◆ **Records contained in a dataset**:
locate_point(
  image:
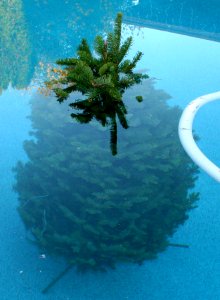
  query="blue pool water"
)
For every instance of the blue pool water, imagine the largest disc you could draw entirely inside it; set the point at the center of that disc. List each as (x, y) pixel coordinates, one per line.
(184, 67)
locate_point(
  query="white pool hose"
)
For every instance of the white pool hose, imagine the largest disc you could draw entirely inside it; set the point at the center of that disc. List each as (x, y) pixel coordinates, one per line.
(186, 135)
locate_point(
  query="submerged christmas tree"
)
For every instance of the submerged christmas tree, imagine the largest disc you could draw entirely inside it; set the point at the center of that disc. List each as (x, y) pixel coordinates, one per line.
(102, 78)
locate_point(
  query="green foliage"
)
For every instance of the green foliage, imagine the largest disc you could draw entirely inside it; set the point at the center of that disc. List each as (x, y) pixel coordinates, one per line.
(15, 54)
(99, 210)
(102, 79)
(104, 76)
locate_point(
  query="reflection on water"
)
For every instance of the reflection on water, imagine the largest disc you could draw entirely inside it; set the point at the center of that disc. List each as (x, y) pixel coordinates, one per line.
(80, 202)
(76, 200)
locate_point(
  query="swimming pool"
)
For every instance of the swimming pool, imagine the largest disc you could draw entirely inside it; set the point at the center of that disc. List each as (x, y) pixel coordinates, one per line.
(182, 66)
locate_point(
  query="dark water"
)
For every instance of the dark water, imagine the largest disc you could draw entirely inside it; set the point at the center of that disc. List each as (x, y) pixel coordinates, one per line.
(78, 202)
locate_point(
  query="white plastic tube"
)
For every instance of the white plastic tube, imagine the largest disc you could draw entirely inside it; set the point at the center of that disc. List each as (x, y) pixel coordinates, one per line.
(186, 136)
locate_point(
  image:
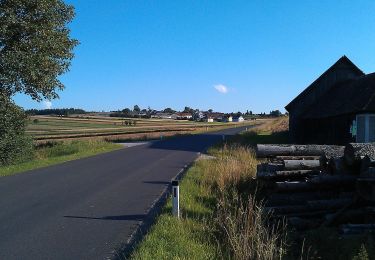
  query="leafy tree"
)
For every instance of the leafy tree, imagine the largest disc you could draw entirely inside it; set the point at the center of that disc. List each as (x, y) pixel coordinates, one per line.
(15, 146)
(169, 110)
(275, 113)
(35, 47)
(126, 111)
(137, 109)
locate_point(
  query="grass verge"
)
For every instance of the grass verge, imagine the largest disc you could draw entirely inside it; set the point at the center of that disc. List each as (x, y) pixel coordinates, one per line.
(221, 216)
(55, 153)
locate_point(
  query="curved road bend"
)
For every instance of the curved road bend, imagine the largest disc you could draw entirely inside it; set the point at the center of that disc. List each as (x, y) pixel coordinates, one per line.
(87, 208)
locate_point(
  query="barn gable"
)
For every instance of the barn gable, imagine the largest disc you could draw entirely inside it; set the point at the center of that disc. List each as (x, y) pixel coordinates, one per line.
(343, 70)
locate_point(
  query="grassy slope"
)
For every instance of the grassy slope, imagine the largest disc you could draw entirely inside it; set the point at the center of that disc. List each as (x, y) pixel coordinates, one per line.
(62, 152)
(171, 238)
(195, 236)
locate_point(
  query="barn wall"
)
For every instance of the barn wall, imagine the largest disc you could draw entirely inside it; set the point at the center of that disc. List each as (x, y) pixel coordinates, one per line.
(341, 72)
(334, 130)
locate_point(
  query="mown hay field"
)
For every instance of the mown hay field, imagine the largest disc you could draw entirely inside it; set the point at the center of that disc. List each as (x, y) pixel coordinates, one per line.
(46, 128)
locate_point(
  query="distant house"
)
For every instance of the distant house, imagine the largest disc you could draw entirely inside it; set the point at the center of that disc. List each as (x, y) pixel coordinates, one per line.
(337, 108)
(184, 116)
(161, 115)
(198, 116)
(238, 119)
(216, 116)
(228, 119)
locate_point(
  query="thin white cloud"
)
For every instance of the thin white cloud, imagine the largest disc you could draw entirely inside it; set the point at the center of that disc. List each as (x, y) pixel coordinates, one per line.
(47, 104)
(221, 88)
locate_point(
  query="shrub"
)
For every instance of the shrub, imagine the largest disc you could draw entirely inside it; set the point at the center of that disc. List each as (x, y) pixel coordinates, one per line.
(15, 146)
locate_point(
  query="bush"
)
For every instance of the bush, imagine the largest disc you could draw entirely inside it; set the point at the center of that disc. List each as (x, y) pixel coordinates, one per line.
(15, 146)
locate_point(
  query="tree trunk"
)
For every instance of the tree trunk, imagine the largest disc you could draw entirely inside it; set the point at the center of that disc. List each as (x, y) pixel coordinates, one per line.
(354, 152)
(302, 164)
(272, 150)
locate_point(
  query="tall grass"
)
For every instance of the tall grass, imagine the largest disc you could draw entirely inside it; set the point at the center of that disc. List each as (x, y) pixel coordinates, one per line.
(244, 228)
(219, 212)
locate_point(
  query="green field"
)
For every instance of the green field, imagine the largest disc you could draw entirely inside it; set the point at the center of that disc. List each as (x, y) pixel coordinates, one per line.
(51, 127)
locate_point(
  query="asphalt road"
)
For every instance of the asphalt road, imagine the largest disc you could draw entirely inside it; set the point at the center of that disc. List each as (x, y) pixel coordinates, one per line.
(86, 209)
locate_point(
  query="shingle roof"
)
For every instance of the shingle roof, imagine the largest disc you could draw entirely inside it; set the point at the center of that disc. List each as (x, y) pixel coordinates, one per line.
(351, 96)
(343, 59)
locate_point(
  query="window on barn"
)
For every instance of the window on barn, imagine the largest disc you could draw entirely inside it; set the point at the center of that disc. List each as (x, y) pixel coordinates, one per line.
(365, 128)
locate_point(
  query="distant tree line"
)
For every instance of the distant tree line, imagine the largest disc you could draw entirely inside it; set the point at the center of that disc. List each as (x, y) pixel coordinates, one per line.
(55, 111)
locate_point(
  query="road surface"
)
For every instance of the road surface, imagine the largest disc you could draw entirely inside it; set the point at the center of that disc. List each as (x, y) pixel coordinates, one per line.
(86, 209)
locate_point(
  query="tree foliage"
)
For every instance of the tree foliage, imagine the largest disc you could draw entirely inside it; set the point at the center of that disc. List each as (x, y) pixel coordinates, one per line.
(56, 111)
(35, 46)
(15, 146)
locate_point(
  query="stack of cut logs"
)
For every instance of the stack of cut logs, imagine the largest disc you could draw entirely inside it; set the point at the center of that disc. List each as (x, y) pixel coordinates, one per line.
(320, 185)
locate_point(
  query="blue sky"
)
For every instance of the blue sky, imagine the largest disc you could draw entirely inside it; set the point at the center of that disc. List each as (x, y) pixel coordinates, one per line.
(174, 53)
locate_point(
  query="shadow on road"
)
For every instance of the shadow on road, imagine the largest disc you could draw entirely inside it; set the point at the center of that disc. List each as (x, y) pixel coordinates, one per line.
(158, 182)
(121, 217)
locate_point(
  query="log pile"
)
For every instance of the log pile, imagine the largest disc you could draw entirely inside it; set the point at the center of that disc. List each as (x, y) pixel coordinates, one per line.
(320, 185)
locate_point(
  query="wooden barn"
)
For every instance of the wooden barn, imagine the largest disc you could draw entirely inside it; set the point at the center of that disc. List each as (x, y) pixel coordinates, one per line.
(337, 108)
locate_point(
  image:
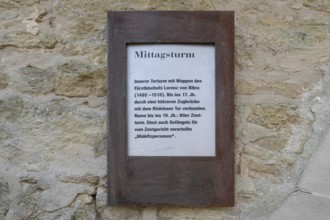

◆ **To do**: The expected output is each record, copied exactly, and nothing in place of the pictures.

◆ **Answer for the task**:
locate_point(
  image:
  query="blue pool water"
)
For every instance of the blue pool water, imagine the largest disc you could draw entirely inside it; set the point at the center of that disc. List each as (x, y) pixel coordinates, one per line.
(184, 67)
locate_point(
  query="white pool hose"
)
For every instance of the white pool hose, imagine the largest disc you could draw entirely inside it; set the point at the center of that disc. List each as (x, y) pixel coordinates, one per line.
(186, 135)
locate_point(
  query="submerged christmas tree"
)
For every instance of the submerged christmas tree, imagine the largest disc you could draw entirely inside it; set the point at the center of that disc. List each as (x, y) pixel coordinates, one per line.
(102, 78)
locate_point(
  query="green foliage"
)
For every instance of the green foliage, imagine the largest disc you could draw entirely inside it; set the point at the center of that disc. List each as (x, y) pixel coordinates, one per line.
(15, 54)
(99, 210)
(102, 79)
(104, 76)
locate_point(
  query="reflection on water"
)
For every instance of the reflection on water, imagine the largest disc you could draw entirely inside it; set the point at the center of that disc. List each as (x, y) pixel coordinates, one per line.
(80, 202)
(76, 200)
locate_point(
  query="swimming pool"
)
For every instance of the swimming pool, imagine the largest disc you could draw entirely inside it; set the point at the center of that disc. List each as (x, y) pixel coordinates, one per line.
(182, 66)
locate_point(
  query="dark water"
)
For every instance of the dark water, imagine the largest disc you could draw entirely inside it; set the point at the center of that disc. List each as (x, y) pixel coordinates, one per line.
(78, 202)
locate_point(
  query="white plastic tube"
)
For every instance of the white plastic tube, imagine the largest disc you could draw entirely inside it; set the point at the center of that disc. List each as (x, y) pixel coordinates, one per line.
(186, 136)
locate_point(
  image:
  query="leafy tree"
)
For every instance of the leafy tree, imagine the largest disc you could draw entirely inside it; set the point at the center of that disc. List each as (x, y) pixel coordinates, one per line.
(15, 146)
(169, 110)
(275, 113)
(35, 47)
(126, 111)
(137, 109)
locate_point(
  query="grass verge"
)
For every instance of the grass verge, imagine the largest disc you could draw entirely inside it; set the point at the center of that disc. List each as (x, y) pixel coordinates, one per line.
(221, 216)
(55, 153)
locate_point(
  query="curved road bend"
)
For every instance of the curved road bend, imagine the largest disc you could draw entirely inside it; set the point at the center of that disc. List each as (x, y) pixel coordinates, one per line.
(87, 208)
locate_point(
  query="barn gable"
)
For every instance of the barn gable, imagine the largest disc you could draw entirely inside it; set the point at the center of that disc. List each as (x, y) pixel coordinates, one per line.
(343, 70)
locate_point(
  query="grassy slope"
)
For every instance of the grassy slope, imagine the largest disc you could draw entirely inside it; set the point at the center of that disc. List each as (x, y) pixel coordinates, one per line.
(62, 152)
(171, 238)
(195, 236)
locate_point(
  query="barn wall"
)
For every instance of the barn wall, imagine the largest disc you could draw entirely inside it; set the point at the center of that disc. List each as (x, y) pixel coordinates, one per line.
(341, 72)
(334, 130)
locate_point(
  query="mown hay field"
)
For every instance of the mown hay field, imagine the largest disc you could draw entirely inside it; set the point at the center of that disc. List each as (x, y) pixel coordinates, one per line.
(46, 128)
locate_point(
  query="distant house"
)
For every instance of the distant house, imagine the largest disc you could draw entirely inside it; set the point at the center of that disc. List each as (x, y) pixel coordinates, one per line.
(337, 108)
(184, 116)
(161, 115)
(198, 116)
(238, 119)
(216, 116)
(228, 119)
locate_point(
  query="thin white cloud"
)
For every instance of the thin white cloud, imagine the largest disc you could draw entirely inside it; set the point at the center of that disc. List each as (x, y) pixel coordinates, one per line.
(47, 104)
(221, 88)
locate_point(
  query="shrub"
)
For every instance of the shrub, imagine the largest disc you could draw entirely inside it; set the point at the center of that disc. List each as (x, y) pixel coordinates, one per line.
(15, 146)
locate_point(
  query="bush"
)
For every instance of the bush, imagine the largest disc you could draw entirely inside it; set the point at the center of that disc. List each as (x, y) pixel coordinates, one per line.
(15, 146)
locate_point(
  query="tree trunk"
)
For every instance of the tree trunk, imagine the largest disc you could draw entirely inside it; set the point at the center of that disc. List each as (x, y) pixel coordinates, one per line.
(354, 152)
(302, 164)
(272, 150)
locate_point(
  query="tall grass"
)
For every instance of the tall grass, imagine the largest disc you could draw entirely inside it; set the point at the center of that disc. List each as (x, y) pixel coordinates, one per line.
(244, 228)
(219, 212)
locate_point(
  query="green field"
)
For every instance of the green field, imagine the largest disc you could draw entirely inside it; set the point at the center of that disc. List each as (x, y) pixel coordinates, one per line.
(51, 127)
locate_point(
  query="asphalt road"
)
For every instance of the asphalt road, imagine the largest disc you could draw entirely inside it; set the point at the center of that disc. List each as (x, y) pixel coordinates, one per line.
(86, 209)
locate_point(
  query="shingle roof"
)
For every instance of the shingle roof, imagine the largest disc you could draw entirely inside it; set the point at the center of that disc. List each as (x, y) pixel coordinates, one per line.
(351, 96)
(343, 59)
locate_point(
  query="window on barn"
)
For every instance of the window on barn, imagine the largest disc you could draw entirely inside it; set the point at the center of that disc. List each as (x, y) pixel coordinates, one per line.
(365, 128)
locate_point(
  query="distant tree line"
)
For every instance of the distant tree line, imagine the largest disc you could draw entirely inside it; set the point at the center of that disc. List each as (x, y) pixel coordinates, one per line.
(55, 111)
locate_point(
  query="road surface"
)
For every instance of the road surface, imagine the largest disc you could draw entirely inside it; set the point at the center of that disc. List each as (x, y) pixel coordinates, one per line.
(86, 209)
locate_point(
  query="tree foliage"
)
For every instance of the tree foliage, imagine the largest disc you could draw entirely inside it; set the point at the center of that disc. List each as (x, y) pixel coordinates, one per line.
(56, 111)
(35, 46)
(15, 146)
locate_point(
  query="stack of cut logs"
)
For every instance of the stack of cut logs, imagine the largest disc you could draw entirely inside it; set the point at the center of that disc. List each as (x, y) pixel coordinates, one per line.
(320, 185)
locate_point(
  query="blue sky"
)
For every instance of the blue sky, imagine the largest disc you could draw entirely inside it; set the point at the center of that disc. List each as (x, y) pixel coordinates, one per line.
(174, 53)
locate_point(
  query="shadow on road"
)
For every instance of the shadow on road, imagine the largest disc you could draw entirely inside it; set the point at the center of that disc. List each as (x, y) pixel coordinates, one per line.
(158, 182)
(121, 217)
locate_point(
  query="log pile"
)
For every instance of the log pile, imagine the largest disc you could draw entirely inside it; set the point at the center of that disc. List each as (x, y) pixel coordinates, one per line.
(320, 185)
locate_point(
  query="wooden barn"
)
For every instance of the wooden barn, imagine the largest disc you could draw entirely inside it; set the point at the center of that disc. List each as (x, y) pixel coordinates, one per line.
(337, 108)
locate_point(
  image:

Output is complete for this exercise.